### PAGE TEXT
◇ ◇ ◇ ◇

Re: Reading commit objects

[Date Prev][Date Next][Thread Prev][Thread Next][Date Index][Thread Index]

 



I'm not criticizing JGit, guys. It simply doesn't fit into our needs.
We're not interested in mapping git commands in java and don't have
the same RAM limitations.

I know JGit team is doing a great job and we do not intend to build a
library with such completeness.

Are you guys contributors of JGit? Can you guys point me out to the
code that unpacks git objects? The closest I could get was that class:
https://github.com/eclipse/jgit/blob/master/org.eclipse.jgit/src/org/eclipse/jgit/internal/storage/file/UnpackedObject.java

It seems to be a standard and a non standard format of the packed
object, as I read the comments of this method:
https://github.com/eclipse/jgit/blob/master/org.eclipse.jgit/src/org/eclipse/jgit/internal/storage/file/UnpackedObject.java#L272

I suspect that the default inflater class of java api expect the
object to be in the standard format.

What the following comment mean? What's the "Experimental pack-based"
format? Is there any docs on the specs of that?

◇ ◇ ◇ ◇

### RECORDED INFORMATION
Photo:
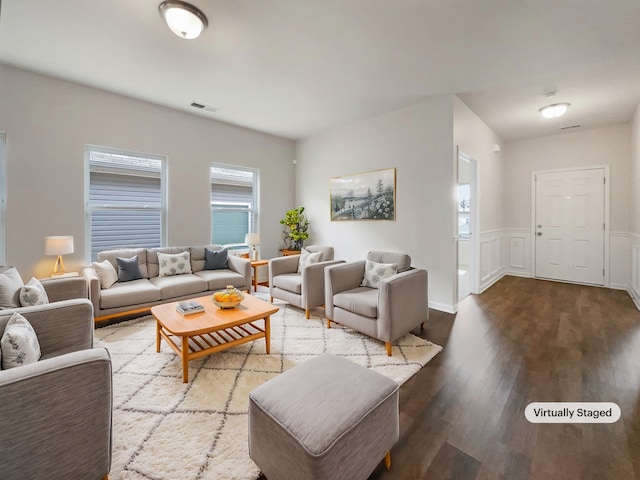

◇ ◇ ◇ ◇

### ACTIONS TO TAKE
A – In the post on reading commit objects, what does the writer suspect the default inflater class of the Java API expects?
B – Decide whether each statement agrees with the post on reading commit objects, answering yes or no and quoting the words that settle it:
(i) The writer's group does not share JGit's RAM limitations.
(ii) The writer's group plans to build a library as complete as JGit.
(iii) The writer's group wants to map git commands in Java.
C – Write out the part of the post on reading commit objects that begins at the words "Are you guys" and stops after "specs of that?".
The data has no role in this work.

### SET OF ANSWERS
A – That the object is in the standard format.

B –
(i) Yes: "don't have the same RAM limitations"
(ii) No: "we do not intend to build a library with such completeness"
(iii) No: "We're not interested in mapping git commands in java"

C –
Are you guys contributors of JGit? Can you guys point me out to the
code that unpacks git objects? The closest I could get was that class:
https://github.com/eclipse/jgit/blob/master/org.eclipse.jgit/src/org/eclipse/jgit/internal/storage/file/UnpackedObject.java

It seems to be a standard and a non standard format of the packed
object, as I read the comments of this method:
https://github.com/eclipse/jgit/blob/master/org.eclipse.jgit/src/org/eclipse/jgit/internal/storage/file/UnpackedObject.java#L272

I suspect that the default inflater class of java api expect the
object to be in the standard format.

What the following comment mean? What's the "Experimental pack-based"
format? Is there any docs on the specs of that?